**TASK DIRECTIONS**
Edit the data below by replacing each "Found" with "Result", keeping every other line and character the same. Leave out the pictures.

────────

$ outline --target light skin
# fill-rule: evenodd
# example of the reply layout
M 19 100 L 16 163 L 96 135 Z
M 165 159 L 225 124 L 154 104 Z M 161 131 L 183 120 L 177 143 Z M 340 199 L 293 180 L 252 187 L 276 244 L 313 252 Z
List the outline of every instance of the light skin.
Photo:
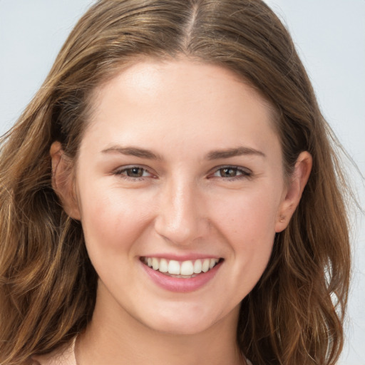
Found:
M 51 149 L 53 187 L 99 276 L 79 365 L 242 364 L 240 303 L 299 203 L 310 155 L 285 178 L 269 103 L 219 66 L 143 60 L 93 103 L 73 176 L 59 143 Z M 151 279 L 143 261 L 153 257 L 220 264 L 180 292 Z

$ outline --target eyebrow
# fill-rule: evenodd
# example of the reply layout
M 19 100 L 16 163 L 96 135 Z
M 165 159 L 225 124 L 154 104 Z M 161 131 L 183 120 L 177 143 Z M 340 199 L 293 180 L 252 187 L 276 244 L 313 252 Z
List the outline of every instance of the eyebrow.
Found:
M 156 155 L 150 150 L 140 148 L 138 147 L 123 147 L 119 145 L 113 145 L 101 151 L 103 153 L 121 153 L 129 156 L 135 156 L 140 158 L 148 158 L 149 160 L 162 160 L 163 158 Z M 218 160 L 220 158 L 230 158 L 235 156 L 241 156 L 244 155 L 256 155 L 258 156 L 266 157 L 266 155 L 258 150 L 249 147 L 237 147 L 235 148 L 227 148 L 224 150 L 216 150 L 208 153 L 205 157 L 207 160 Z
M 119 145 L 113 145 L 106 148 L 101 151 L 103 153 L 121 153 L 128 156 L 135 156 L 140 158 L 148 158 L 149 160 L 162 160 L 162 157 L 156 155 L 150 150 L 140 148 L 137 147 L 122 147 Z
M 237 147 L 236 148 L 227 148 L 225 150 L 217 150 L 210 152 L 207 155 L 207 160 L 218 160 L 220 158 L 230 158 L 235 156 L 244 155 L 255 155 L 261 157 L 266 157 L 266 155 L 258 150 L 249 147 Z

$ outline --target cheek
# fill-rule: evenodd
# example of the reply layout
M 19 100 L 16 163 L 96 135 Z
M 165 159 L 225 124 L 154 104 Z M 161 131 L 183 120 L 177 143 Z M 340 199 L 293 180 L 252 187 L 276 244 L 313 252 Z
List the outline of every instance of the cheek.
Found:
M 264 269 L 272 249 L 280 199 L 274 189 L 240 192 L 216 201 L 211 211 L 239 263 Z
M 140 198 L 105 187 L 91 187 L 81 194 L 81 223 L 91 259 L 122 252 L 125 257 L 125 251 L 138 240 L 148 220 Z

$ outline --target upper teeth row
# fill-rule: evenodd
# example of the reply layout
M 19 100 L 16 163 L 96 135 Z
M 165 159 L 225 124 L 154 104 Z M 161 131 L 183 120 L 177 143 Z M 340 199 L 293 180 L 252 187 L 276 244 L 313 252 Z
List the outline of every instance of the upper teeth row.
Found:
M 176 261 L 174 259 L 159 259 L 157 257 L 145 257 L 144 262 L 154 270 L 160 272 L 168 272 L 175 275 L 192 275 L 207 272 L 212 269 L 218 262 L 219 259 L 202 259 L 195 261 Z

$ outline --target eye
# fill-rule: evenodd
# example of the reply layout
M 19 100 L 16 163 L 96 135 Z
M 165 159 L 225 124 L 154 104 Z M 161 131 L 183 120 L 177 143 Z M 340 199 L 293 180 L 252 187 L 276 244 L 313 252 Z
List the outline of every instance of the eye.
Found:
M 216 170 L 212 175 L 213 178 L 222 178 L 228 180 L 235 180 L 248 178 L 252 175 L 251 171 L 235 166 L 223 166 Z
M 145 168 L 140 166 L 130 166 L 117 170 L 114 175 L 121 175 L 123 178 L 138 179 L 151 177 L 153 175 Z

────────

**ANSWER FOR THE TASK**
$ outline --target light skin
# fill-rule: evenodd
# example of the reply layout
M 19 100 L 16 163 L 96 135 Z
M 165 159 L 225 124 L 154 104 Z M 161 131 L 183 120 L 177 143 Z M 340 199 L 293 180 L 252 187 L 276 244 L 313 252 Z
List the outline of every instance of the light skin.
Photo:
Result:
M 51 149 L 53 187 L 99 276 L 79 365 L 242 364 L 240 303 L 299 203 L 310 155 L 285 178 L 269 103 L 219 66 L 143 60 L 93 103 L 73 176 L 59 143 Z M 151 279 L 143 261 L 153 257 L 220 264 L 180 292 Z

$ outline --target eyebrow
# fill-rule: evenodd
# example of the reply layout
M 19 100 L 16 163 L 96 135 Z
M 165 159 L 225 124 L 154 104 Z M 161 131 L 183 120 L 177 143 Z M 340 199 L 293 180 L 252 187 L 276 244 L 313 252 Z
List the outline of every instance of the eyebrow.
Result:
M 156 155 L 150 150 L 140 148 L 138 147 L 123 147 L 119 145 L 113 145 L 101 151 L 103 153 L 121 153 L 129 156 L 135 156 L 140 158 L 148 158 L 149 160 L 162 160 L 163 158 Z M 218 160 L 220 158 L 230 158 L 235 156 L 241 156 L 244 155 L 256 155 L 258 156 L 266 157 L 266 155 L 258 150 L 249 147 L 237 147 L 235 148 L 227 148 L 224 150 L 216 150 L 208 153 L 205 157 L 207 160 Z
M 119 145 L 113 145 L 106 148 L 101 151 L 103 153 L 121 153 L 128 156 L 135 156 L 140 158 L 148 158 L 149 160 L 162 160 L 162 157 L 156 155 L 150 150 L 140 148 L 137 147 L 122 147 Z
M 237 147 L 236 148 L 227 148 L 225 150 L 217 150 L 210 152 L 207 155 L 207 160 L 218 160 L 220 158 L 230 158 L 235 156 L 244 155 L 255 155 L 261 157 L 266 157 L 266 155 L 258 150 L 249 147 Z

$ outline --target cheek
# fill-rule: evenodd
# example of the reply layout
M 19 100 L 16 163 L 96 135 Z
M 165 159 L 225 124 L 154 104 Z M 161 131 L 183 120 L 177 143 Z M 340 199 L 293 180 L 252 187 L 276 244 L 313 252 Z
List the outline of every instance of the cheek.
Result:
M 264 269 L 272 249 L 280 199 L 274 189 L 240 192 L 216 201 L 211 211 L 239 263 Z
M 140 198 L 105 187 L 91 187 L 81 194 L 81 223 L 91 259 L 122 252 L 125 257 L 125 251 L 138 240 L 148 220 Z

$ outline --target upper teeth row
# fill-rule: evenodd
# example of the reply layout
M 19 100 L 16 163 L 96 135 Z
M 165 159 L 225 124 L 154 104 Z M 161 131 L 183 120 L 177 143 Z M 340 199 L 293 180 L 252 187 L 276 244 L 313 252 Z
List the outline of every instance of the upper teeth row.
Result:
M 176 261 L 174 259 L 159 259 L 157 257 L 145 257 L 144 262 L 154 270 L 160 272 L 168 272 L 175 275 L 192 275 L 207 272 L 212 269 L 218 262 L 219 259 L 202 259 L 195 261 Z

$ outline --target eye
# fill-rule: evenodd
# example of the reply layout
M 19 100 L 16 163 L 96 135 Z
M 165 159 L 225 124 L 154 104 Z M 161 131 L 183 120 L 177 143 Z M 340 199 L 293 180 L 252 187 L 276 244 L 313 252 Z
List the outline of every instance of the eye.
Result:
M 216 170 L 212 175 L 213 178 L 222 178 L 228 180 L 235 180 L 248 178 L 252 175 L 251 171 L 235 166 L 223 166 Z
M 145 168 L 140 166 L 130 166 L 117 170 L 114 175 L 121 175 L 123 178 L 138 179 L 151 177 L 153 175 Z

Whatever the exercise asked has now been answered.